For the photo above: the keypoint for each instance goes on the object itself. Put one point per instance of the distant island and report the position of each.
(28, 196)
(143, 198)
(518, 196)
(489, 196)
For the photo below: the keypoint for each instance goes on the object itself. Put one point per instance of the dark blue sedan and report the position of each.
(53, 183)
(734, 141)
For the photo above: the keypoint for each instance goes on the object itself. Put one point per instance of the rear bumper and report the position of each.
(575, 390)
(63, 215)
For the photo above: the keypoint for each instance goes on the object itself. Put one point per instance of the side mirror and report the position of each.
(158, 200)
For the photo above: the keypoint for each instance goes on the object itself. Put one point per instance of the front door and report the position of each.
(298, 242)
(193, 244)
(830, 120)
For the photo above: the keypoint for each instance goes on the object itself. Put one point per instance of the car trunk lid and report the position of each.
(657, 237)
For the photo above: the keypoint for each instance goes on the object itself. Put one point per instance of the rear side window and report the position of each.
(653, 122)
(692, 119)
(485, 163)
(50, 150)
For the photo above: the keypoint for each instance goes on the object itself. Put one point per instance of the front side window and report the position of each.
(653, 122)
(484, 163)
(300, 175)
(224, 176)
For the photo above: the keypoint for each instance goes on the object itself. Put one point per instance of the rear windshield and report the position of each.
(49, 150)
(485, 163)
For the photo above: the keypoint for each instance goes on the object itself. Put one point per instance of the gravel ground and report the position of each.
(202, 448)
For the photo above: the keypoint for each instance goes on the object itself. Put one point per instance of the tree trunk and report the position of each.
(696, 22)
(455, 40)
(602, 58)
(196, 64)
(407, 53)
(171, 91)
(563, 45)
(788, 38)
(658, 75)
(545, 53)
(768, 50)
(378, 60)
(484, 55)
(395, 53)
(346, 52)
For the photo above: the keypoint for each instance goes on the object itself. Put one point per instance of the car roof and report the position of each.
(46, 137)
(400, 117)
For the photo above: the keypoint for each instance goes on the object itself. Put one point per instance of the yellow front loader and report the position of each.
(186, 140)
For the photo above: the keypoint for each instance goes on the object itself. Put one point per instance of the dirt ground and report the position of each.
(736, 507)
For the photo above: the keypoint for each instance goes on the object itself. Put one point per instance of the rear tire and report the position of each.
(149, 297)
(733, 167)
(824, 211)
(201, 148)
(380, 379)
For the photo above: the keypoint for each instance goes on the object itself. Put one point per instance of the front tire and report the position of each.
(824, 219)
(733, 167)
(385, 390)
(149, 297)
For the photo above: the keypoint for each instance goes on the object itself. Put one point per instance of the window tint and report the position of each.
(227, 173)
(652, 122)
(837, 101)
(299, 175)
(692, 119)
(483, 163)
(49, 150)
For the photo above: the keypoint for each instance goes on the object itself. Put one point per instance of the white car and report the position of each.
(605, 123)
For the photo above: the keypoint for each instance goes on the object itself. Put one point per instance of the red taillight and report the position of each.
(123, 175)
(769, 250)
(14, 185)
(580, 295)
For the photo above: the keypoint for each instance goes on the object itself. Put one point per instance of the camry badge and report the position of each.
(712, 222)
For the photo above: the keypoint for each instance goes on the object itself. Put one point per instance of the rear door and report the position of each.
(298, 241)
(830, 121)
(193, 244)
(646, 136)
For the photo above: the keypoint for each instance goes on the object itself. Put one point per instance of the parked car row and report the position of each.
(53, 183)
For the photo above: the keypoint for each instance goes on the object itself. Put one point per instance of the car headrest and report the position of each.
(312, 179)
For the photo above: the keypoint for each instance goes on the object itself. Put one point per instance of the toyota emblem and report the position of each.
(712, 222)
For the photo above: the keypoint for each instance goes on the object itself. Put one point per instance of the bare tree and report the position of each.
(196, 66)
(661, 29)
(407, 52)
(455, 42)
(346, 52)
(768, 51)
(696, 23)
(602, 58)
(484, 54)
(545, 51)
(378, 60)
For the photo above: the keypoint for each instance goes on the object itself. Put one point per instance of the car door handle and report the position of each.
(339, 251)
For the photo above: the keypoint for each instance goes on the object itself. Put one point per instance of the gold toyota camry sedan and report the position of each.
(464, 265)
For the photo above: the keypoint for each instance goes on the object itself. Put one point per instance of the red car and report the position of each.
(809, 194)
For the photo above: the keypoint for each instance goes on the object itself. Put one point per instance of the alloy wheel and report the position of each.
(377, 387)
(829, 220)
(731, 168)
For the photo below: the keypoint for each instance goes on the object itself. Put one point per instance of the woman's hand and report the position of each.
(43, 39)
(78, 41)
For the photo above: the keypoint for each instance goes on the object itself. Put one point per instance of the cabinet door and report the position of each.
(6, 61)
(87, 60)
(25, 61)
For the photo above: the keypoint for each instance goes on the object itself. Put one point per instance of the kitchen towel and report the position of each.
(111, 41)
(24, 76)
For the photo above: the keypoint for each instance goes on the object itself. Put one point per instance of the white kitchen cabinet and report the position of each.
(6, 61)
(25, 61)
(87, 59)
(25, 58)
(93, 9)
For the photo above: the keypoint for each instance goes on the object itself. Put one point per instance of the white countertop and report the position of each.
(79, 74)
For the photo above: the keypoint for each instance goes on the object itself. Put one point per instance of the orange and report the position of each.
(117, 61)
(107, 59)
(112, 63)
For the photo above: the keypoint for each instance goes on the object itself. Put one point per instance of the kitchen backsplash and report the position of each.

Assignment :: Reproduce all of the records exactly.

Solved exercise ::
For the photo above: the keypoint for each instance goes on the object itself. Put one point per instance of the distant island and report the position of each.
(28, 196)
(143, 198)
(518, 196)
(489, 196)
For the photo below: the keypoint for each instance goes on the object itself. Put one point per instance of the dark blue sedan and report the position of each.
(53, 183)
(734, 141)
For the photo above: the keypoint for each instance goes on the object itself. Put one point per instance of the rear bumper and report the position of each.
(575, 390)
(63, 215)
For the photo above: the keypoint for each instance goes on the object itself. Put one point per instance of the side mirror and report the position of each.
(158, 200)
For the photo above: the keypoint for each instance goes on the object itself. Put one point per instance of the front door and report the position of each.
(298, 242)
(193, 244)
(830, 120)
For the photo above: the keypoint for each instance goes on the object itself. Put one point per instance of the car trunk lid and report the position of each.
(657, 237)
For the photo above: the keypoint for each instance goes on the object itself. Put one point per instance of the rear side window and report the position of each.
(653, 122)
(692, 119)
(485, 163)
(50, 150)
For the photo above: the keypoint for each instance goes on the object itself. Put one point per instance of the front side window and report the position of each.
(653, 122)
(484, 163)
(300, 175)
(224, 176)
For the photo above: the keypoint for each instance goes on the object itself. Put one point per instance of the rear windshield and report the position of each.
(49, 150)
(485, 163)
For the photo above: the keypoint for each instance goes on the object itself. Put one point per instance of the gravel ground and report the position of each.
(202, 448)
For the photo above: the keypoint for each instance goes on the object itself. Put one point per instance of the tree trunk and report the position of each.
(696, 22)
(455, 40)
(602, 58)
(196, 64)
(407, 53)
(171, 91)
(563, 45)
(788, 38)
(658, 75)
(545, 53)
(768, 50)
(378, 60)
(484, 55)
(395, 53)
(346, 52)
For the photo above: the keypoint for each instance goes on the object itself. Put one point per instance of the car roof and report the position of each.
(46, 137)
(400, 117)
For the photo above: the keypoint for each instance goes on the object itself. Put one point per instance of the yellow front loader and report the position of each.
(186, 140)
For the photo above: the keypoint for each instance goes on the object itself. Put one point per instance of the dirt ground and report the position of each.
(736, 507)
For the photo above: the keypoint for each instance goes on the object itself. Put one point per instance of the rear tire and report the position of each.
(149, 297)
(733, 167)
(824, 211)
(201, 148)
(380, 379)
For the photo above: the keypoint for each instance goes on the object itself. Put one point per instance of the front tire and report the position of each.
(824, 219)
(733, 167)
(385, 390)
(149, 297)
For the photo above: the keypoint for each instance goes on the object itself. Put one point per instance of the window tint and report the position of each.
(227, 173)
(652, 122)
(837, 101)
(299, 175)
(692, 119)
(483, 163)
(49, 150)
For the photo above: the keypoint for each instance goes on the object itself. Put one point per instance of the white car and report the position of each.
(605, 123)
For the photo above: the keypoint for each instance goes on the object itself. Put one point per instance of the red taillight and report the position of each.
(123, 175)
(769, 250)
(14, 185)
(580, 295)
For the photo above: the keypoint for each instance goes on the object itself. Put one point per instance of the camry badge and report the position of each.
(712, 222)
For the photo above: the keypoint for each instance goes on the object itself. Put one point per instance of the rear door and report the position of each.
(298, 241)
(830, 121)
(193, 244)
(646, 136)
For the photo above: the keypoint for each instance goes on the object itself. Put one point per instance of the parked car row and report the position of each.
(53, 183)
For the photo above: the keypoint for each instance goes on the object itself. Put one point per instance of the car headrest and report the position of each.
(312, 179)
For the photo above: the keypoint for each instance goes on the object itself. Put one point per instance of the toyota emblem and report the position of each.
(712, 222)
For the photo above: the keypoint for each instance goes on the object itself. Put one point per instance of the bare tree and report the position of each.
(196, 66)
(661, 29)
(407, 52)
(455, 42)
(346, 52)
(768, 51)
(696, 23)
(602, 58)
(484, 54)
(545, 51)
(378, 60)
For the photo above: the keypoint for each instance goes on the object itself. Put one point per instance of the car door handle and report the position of each.
(339, 251)
For the photo above: the keypoint for each instance goes on the object itself. Put one point per instance of the gold toyota camry sedan and report the position of each.
(464, 265)
For the photo above: the keypoint for each instance goes on the object itself. Put one point per instance of the red car and report the position of each.
(809, 194)
For the photo above: the keypoint for each instance goes on the object itself. Put one point per instance of the alloy wheel and report the position of each.
(377, 387)
(829, 220)
(731, 168)
For the photo below: the keypoint for each instance goes on the object itself. Put one point per instance of the woman's hand and report the position of each.
(43, 39)
(78, 41)
For the photo above: the keypoint for each instance goes on the object itself. Put one point per instance of the cabinet door and report the position of each.
(6, 61)
(87, 60)
(25, 61)
For the photo above: the keypoint for each instance goes on the object itself. Put one point per instance of the kitchen towel and report the position of each.
(111, 41)
(24, 76)
For the photo above: the keypoint for each instance goes on the object itself. Put one point per instance of the white kitchen cabinet and report the position of each.
(6, 61)
(25, 61)
(87, 59)
(25, 58)
(93, 9)
For the photo above: the keypoint for each instance goes on the object itself. Put one point per instance of the white countertop and report the position of each.
(79, 74)
For the photo above: the keypoint for each instance goes on the object itself. Put one point per instance of the orange and report the position of each.
(117, 61)
(107, 59)
(112, 63)
For the photo above: the keypoint for each instance goes on the object itself. Put one point per instance of the kitchen backsplash and report the position of each.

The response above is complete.